* [Brief] All the lines below need to be transcribed exactly. Pictures get left out.

-- Entries supplied follows --

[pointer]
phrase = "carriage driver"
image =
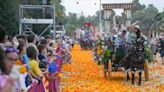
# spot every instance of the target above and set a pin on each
(120, 39)
(133, 34)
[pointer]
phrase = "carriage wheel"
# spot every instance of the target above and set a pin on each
(109, 69)
(146, 70)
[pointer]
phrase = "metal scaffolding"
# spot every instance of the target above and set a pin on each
(26, 23)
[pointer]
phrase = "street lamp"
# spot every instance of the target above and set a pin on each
(107, 14)
(100, 20)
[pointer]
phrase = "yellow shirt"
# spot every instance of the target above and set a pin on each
(34, 65)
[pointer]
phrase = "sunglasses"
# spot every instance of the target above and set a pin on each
(11, 50)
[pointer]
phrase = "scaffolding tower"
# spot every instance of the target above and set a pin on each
(26, 24)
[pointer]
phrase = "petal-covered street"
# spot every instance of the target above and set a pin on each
(84, 75)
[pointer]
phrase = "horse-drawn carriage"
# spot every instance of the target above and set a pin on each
(131, 58)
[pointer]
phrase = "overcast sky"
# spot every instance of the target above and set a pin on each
(89, 7)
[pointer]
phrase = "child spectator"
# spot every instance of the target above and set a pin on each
(34, 64)
(42, 56)
(3, 37)
(6, 83)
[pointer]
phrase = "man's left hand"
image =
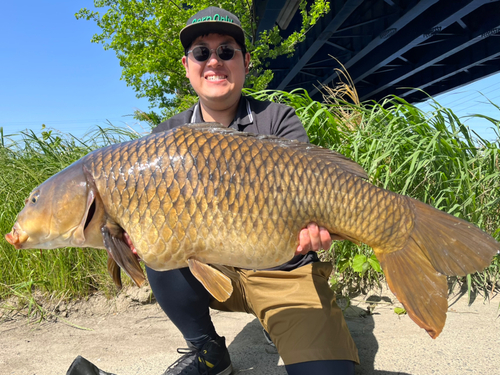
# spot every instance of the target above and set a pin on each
(314, 238)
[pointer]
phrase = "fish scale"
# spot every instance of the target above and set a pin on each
(203, 195)
(234, 176)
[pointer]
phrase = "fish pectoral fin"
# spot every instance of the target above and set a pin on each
(122, 254)
(421, 289)
(217, 284)
(114, 271)
(340, 237)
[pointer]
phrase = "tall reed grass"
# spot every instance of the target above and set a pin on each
(431, 156)
(27, 159)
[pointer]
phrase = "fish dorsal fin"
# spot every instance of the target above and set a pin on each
(325, 154)
(218, 284)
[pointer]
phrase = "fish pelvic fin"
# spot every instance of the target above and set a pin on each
(121, 254)
(217, 284)
(438, 245)
(114, 271)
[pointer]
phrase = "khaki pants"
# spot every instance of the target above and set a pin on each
(298, 310)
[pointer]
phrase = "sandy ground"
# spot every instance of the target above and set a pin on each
(128, 336)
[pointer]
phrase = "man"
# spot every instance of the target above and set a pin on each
(293, 301)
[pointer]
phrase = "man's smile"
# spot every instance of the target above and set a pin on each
(215, 77)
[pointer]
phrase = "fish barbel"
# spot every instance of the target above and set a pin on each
(203, 195)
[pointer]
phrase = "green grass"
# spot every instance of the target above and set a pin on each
(430, 156)
(27, 160)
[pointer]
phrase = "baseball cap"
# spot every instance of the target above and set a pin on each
(212, 20)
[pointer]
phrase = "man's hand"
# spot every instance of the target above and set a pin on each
(314, 238)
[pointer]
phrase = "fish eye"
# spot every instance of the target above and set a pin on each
(34, 197)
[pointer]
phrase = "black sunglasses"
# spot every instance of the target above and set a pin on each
(225, 53)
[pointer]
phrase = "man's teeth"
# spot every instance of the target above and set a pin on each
(214, 78)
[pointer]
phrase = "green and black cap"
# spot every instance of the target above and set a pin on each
(212, 20)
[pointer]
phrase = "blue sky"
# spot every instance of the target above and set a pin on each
(51, 74)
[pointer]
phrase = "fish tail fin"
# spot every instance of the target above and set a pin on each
(439, 245)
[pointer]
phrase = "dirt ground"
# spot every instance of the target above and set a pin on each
(128, 335)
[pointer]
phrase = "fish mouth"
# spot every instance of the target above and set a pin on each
(17, 237)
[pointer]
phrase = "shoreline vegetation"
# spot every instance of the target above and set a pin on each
(431, 156)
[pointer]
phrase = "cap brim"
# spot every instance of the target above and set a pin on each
(189, 33)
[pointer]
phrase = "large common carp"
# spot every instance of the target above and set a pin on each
(204, 195)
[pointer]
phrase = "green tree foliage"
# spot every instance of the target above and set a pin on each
(145, 36)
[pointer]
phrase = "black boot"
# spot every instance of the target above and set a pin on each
(211, 359)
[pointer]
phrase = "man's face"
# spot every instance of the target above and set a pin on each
(218, 83)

-- Entries supplied concluded --

* [Written response]
[pointer]
phrase = "carriage driver"
image =
# spot every instance of the target above and set a pin on each
(120, 39)
(133, 34)
[pointer]
phrase = "carriage wheel"
# spot every instance of the target above and set a pin on each
(109, 69)
(146, 70)
[pointer]
phrase = "metal scaffolding"
# spot every instance of the target above and set a pin on each
(26, 23)
[pointer]
phrase = "street lamp"
# spot every instance of the target above and set a pin on each
(107, 14)
(100, 20)
[pointer]
phrase = "yellow shirt"
# spot every instance of the target above and set a pin on each
(34, 65)
[pointer]
phrase = "sunglasses"
# spot every instance of the target above and set a pin on each
(11, 50)
[pointer]
phrase = "scaffolding tower"
# spot every instance of the target above and set a pin on each
(26, 24)
[pointer]
phrase = "petal-covered street"
# spot every instance of the target above and set a pin on each
(84, 75)
[pointer]
phrase = "horse-drawn carriage"
# spot every instance of the target above and set a pin on each
(131, 58)
[pointer]
phrase = "overcast sky"
# spot every instance of the target above and set a pin on each
(89, 7)
[pointer]
phrase = "child spectator"
# spot every instance of the target above and set a pin on each
(34, 64)
(42, 56)
(3, 37)
(6, 83)
[pointer]
phrase = "man's left hand"
image =
# spot every instance of the target above and set a pin on each
(314, 238)
[pointer]
phrase = "fish scale"
# spot every instance of the target above and set a pin on each
(203, 195)
(234, 176)
[pointer]
phrase = "fish pectoral fin"
# spot every instance of the target above and set a pin on each
(122, 254)
(421, 289)
(217, 284)
(114, 271)
(340, 237)
[pointer]
phrase = "tall reed grass"
# spot every instance of the target above and set a pin on each
(431, 156)
(27, 159)
[pointer]
phrase = "fish dorsal fin"
# spot every instance of the target above and set a pin on each
(325, 154)
(218, 284)
[pointer]
phrase = "fish pelvic fin"
# spot every instance of the target above and set a pin on each
(121, 254)
(217, 284)
(438, 245)
(114, 271)
[pointer]
phrase = "khaki pants"
# spot every instance of the target above and set a pin on each
(298, 310)
[pointer]
phrase = "sandy ground"
# spot every instance of the target above and set a pin on each
(128, 336)
[pointer]
phrase = "man"
# spot every instance of the target above and set a pin on each
(293, 301)
[pointer]
phrase = "man's smile"
# spot every instance of the target above and set a pin on each
(215, 77)
[pointer]
phrase = "fish barbel"
# spot every instance of the target above and set a pin on each
(203, 195)
[pointer]
phrase = "green grass"
# spot every instance of the target above and set a pin on each
(430, 156)
(27, 160)
[pointer]
phrase = "baseball cap"
# spot every instance of the target above and set a pin on each
(212, 20)
[pointer]
phrase = "man's hand"
# spot every instance of the target above and set a pin on each
(314, 238)
[pointer]
phrase = "fish eye"
# spot every instance of the target above and set a pin on each
(34, 197)
[pointer]
phrase = "black sunglasses"
# spot every instance of the target above and set a pin on each
(225, 53)
[pointer]
phrase = "man's teeth"
# spot every instance of the target above and set a pin on each
(214, 78)
[pointer]
phrase = "green and black cap"
# spot every instance of the target above and set a pin on each
(212, 20)
[pointer]
phrase = "blue sky"
# spot every instance of the target above and set a pin on each
(51, 74)
[pointer]
phrase = "fish tail fin"
# spot every instance of the target above and set a pin on each
(439, 245)
[pointer]
phrase = "dirt ground"
# spot every instance of the target above and set a pin on each
(128, 335)
[pointer]
phrase = "fish mouth"
# spot every instance of the target above and set a pin on each
(17, 237)
[pointer]
phrase = "shoreline vegetation"
# spot every instance of the target above and set a pin on each
(431, 156)
[pointer]
phrase = "cap brim"
# spot every instance of the target above and set a pin on each
(189, 33)
[pointer]
phrase = "large common carp"
# spot every instance of the target above and set a pin on each
(204, 195)
[pointer]
phrase = "green tree foliage"
# spot every instance of the target above and set a pin on each
(145, 36)
[pointer]
phrase = "black boot"
# spot every instance of the target above and set a pin on each
(211, 359)
[pointer]
phrase = "man's face"
# spot every instance of the target above and set a pin on each
(218, 83)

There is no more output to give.